(Raw records)
◇ ◇ ◇ ◇ ◇

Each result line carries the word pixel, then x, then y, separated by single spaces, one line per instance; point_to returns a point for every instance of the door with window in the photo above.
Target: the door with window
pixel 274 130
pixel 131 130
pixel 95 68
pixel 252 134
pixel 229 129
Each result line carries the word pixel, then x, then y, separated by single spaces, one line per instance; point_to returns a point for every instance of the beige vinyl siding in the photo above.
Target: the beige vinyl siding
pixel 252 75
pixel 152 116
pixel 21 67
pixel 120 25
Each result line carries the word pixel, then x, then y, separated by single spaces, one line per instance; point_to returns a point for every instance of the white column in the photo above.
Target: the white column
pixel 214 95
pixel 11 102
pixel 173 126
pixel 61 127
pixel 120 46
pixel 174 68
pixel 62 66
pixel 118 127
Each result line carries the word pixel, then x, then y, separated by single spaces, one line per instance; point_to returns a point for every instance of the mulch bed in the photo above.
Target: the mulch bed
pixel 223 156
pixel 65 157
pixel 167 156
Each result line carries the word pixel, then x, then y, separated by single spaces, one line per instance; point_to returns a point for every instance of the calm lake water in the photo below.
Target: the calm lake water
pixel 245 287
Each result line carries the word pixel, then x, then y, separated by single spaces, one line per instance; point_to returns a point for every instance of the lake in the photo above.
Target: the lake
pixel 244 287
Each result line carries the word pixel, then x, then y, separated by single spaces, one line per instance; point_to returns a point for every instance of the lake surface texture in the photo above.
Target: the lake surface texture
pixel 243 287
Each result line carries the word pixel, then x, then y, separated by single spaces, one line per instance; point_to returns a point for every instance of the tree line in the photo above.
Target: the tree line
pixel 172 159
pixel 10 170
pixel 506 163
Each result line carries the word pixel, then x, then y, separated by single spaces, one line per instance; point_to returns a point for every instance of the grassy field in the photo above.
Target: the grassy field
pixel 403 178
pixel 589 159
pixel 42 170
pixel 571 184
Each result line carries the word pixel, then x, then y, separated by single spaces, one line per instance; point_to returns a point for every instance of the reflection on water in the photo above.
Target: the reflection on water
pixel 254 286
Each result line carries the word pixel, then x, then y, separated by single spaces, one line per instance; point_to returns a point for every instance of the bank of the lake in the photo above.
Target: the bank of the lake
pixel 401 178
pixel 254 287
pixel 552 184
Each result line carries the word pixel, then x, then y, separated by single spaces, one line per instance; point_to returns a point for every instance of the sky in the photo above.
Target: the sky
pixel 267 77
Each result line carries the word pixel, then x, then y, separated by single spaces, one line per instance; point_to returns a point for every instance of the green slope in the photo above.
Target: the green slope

◇ ◇ ◇ ◇ ◇

→ Your goal: Reproduce every row above verbatim, altering nothing.

→ Exercise response:
Each result line carries the word pixel, then x, then y, separated by single spaces, one line per instance; point_to returns a point for every instance of the door with window in the photo above.
Target: the door with window
pixel 274 130
pixel 131 130
pixel 95 68
pixel 252 134
pixel 229 129
Each result line carries the word pixel, then x, then y, separated by single spaces, one line per instance; point_to returns a point for every instance of the beige vinyl siding in the photo above.
Target: the beige vinyl siding
pixel 252 75
pixel 152 116
pixel 21 67
pixel 120 25
Each result line carries the word pixel, then x, then y, separated by single spaces, one line per instance; point_to returns a point for every instance of the white column in the photo above.
Target: the white column
pixel 214 95
pixel 11 102
pixel 173 126
pixel 61 127
pixel 120 46
pixel 174 68
pixel 62 66
pixel 118 127
Each result line carries the word pixel, then x, then y, separated by single spaces, one line per instance; point_to returns a point for every instance of the mulch bed in the photo above.
Target: the mulch bed
pixel 223 156
pixel 65 157
pixel 167 156
Each result line carries the word pixel, then x, then y, separated by single spaces, one line per instance; point_to returns a point for every instance of the calm lake water in the photo below.
Target: the calm lake water
pixel 245 287
Each result line carries the word pixel, then x, then y, separated by single spaces, one line per instance; point_to returns a point for every instance of the lake in the photo above.
Target: the lake
pixel 244 287
Each result line carries the word pixel, then x, then y, separated by single spaces, one line per instance; point_to returns a point for every instance of the lake surface texture in the photo above.
Target: the lake surface texture
pixel 243 287
Each result line carries the word pixel, then x, then y, separated by single spaces, one line per instance; point_to returns a point for every instance of the tree line in the photo above.
Target: the tree line
pixel 172 159
pixel 10 170
pixel 506 163
Each result line carries the word pixel, then x, then y, separated by single spaces, one line per instance; point_to returns a point for every instance of the grassy field in the photo above.
Target: the grassy field
pixel 403 178
pixel 589 159
pixel 42 170
pixel 571 184
Each result line carries the word pixel, then x, then y, separated by single spaces, one line per instance; point_to returns a point for every instance of the reflection on water in the photo above.
Target: the reflection on water
pixel 254 286
Each result line carries the word pixel, then x, then y, separated by single spaces, one line per instance; point_to returns a point for every instance of the bank of the lake in the photo above.
Target: the bank of the lake
pixel 401 178
pixel 254 287
pixel 552 184
Each result line carries the word pixel, then x, then y, separated by single spaces, one line per instance; point_to returns a point for every instance of the sky in the photo above.
Target: the sky
pixel 267 77
Each result line carries the word pixel, then x, then y, separated by single spaces, one line per instance; point_to returns a point for every instance of the green slope in the photo above.
Target: the green slope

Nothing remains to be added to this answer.